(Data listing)
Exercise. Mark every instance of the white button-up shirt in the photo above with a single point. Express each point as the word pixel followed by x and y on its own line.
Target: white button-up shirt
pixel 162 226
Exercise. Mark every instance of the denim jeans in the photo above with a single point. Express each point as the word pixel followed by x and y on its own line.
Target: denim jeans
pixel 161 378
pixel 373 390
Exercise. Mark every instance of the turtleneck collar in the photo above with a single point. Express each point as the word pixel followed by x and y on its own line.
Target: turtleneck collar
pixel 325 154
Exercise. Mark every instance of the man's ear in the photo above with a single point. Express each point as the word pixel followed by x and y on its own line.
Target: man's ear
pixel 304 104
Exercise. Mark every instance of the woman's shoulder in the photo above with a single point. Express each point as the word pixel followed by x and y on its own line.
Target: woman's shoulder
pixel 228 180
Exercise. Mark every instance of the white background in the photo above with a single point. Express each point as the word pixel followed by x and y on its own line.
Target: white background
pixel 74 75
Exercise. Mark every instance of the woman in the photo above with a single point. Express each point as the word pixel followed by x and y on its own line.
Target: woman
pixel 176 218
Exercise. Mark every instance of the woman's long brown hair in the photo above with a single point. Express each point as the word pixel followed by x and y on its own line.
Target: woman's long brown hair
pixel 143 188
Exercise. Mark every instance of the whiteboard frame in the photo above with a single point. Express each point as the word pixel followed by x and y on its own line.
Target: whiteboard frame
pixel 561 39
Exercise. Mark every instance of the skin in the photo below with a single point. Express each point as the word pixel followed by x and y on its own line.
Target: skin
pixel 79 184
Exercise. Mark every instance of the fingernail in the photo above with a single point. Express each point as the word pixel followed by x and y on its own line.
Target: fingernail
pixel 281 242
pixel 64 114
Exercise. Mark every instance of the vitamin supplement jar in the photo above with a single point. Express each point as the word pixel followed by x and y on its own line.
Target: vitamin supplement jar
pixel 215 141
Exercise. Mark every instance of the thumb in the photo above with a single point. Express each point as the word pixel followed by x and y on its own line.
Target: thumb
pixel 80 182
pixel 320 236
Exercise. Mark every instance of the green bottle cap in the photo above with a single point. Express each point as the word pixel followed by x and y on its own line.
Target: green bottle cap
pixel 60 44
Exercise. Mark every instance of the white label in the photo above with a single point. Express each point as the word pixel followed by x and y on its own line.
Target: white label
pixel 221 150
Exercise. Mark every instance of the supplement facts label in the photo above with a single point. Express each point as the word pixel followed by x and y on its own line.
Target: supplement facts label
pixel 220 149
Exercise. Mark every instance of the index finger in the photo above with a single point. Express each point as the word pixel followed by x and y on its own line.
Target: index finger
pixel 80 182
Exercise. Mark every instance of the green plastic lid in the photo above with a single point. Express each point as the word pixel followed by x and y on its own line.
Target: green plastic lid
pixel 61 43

--

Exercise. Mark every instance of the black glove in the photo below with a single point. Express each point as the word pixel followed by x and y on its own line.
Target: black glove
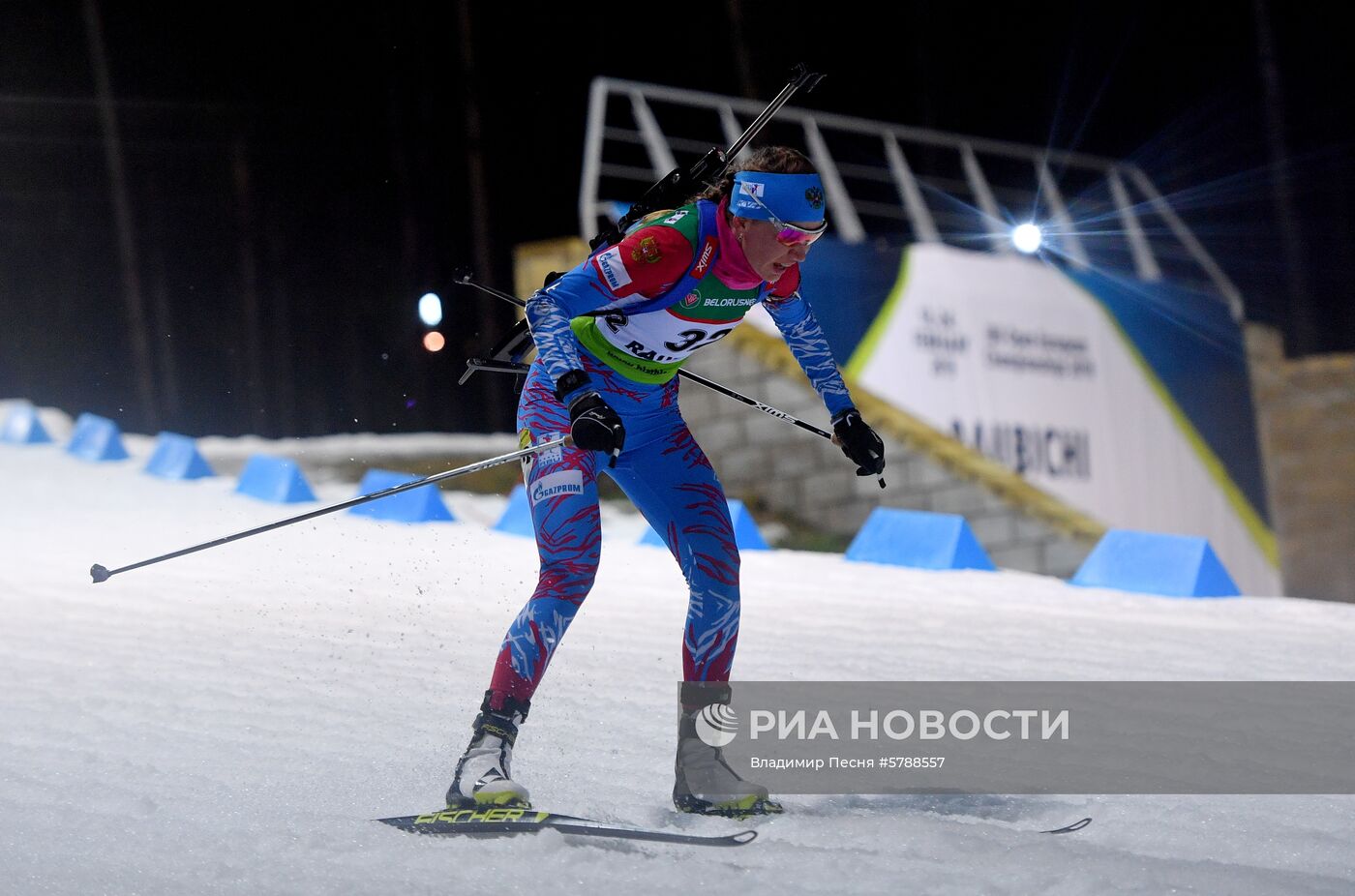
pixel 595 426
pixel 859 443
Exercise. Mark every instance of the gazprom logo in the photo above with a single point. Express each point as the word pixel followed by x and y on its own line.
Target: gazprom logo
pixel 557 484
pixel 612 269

==

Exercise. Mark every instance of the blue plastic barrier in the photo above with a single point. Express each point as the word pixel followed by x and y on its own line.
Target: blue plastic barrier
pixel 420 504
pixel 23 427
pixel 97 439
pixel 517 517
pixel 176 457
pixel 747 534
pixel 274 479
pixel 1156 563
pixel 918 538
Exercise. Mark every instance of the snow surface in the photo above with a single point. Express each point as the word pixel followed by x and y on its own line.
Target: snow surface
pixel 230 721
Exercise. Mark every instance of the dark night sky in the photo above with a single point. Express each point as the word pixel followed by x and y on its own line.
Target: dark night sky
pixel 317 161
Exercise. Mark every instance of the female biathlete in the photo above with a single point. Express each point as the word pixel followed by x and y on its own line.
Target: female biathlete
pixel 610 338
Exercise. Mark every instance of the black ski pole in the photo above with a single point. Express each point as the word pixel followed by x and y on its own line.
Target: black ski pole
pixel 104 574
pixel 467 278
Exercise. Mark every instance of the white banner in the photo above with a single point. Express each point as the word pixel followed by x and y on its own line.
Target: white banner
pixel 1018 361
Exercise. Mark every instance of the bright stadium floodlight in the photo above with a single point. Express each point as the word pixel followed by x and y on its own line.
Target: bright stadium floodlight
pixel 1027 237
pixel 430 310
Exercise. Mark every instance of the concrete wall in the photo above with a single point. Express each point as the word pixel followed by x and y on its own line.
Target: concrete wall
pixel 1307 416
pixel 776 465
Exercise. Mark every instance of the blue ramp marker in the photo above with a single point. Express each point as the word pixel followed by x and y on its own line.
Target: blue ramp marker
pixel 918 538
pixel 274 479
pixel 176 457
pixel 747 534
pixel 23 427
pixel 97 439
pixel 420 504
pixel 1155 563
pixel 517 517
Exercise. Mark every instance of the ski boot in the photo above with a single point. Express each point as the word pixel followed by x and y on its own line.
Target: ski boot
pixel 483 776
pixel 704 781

• [INSTRUCTION]:
Duplicate the entry lines starting at the line containing "Exercise. Mark every instance of the green plastic" and ending after the line containing "pixel 61 43", both included.

• [EXERCISE RESPONSE]:
Exercise. Mark every instance of the green plastic lid in the photo above with a single point. Express each point as the word pixel followed by x and y on its own line.
Target: green plastic lid
pixel 61 43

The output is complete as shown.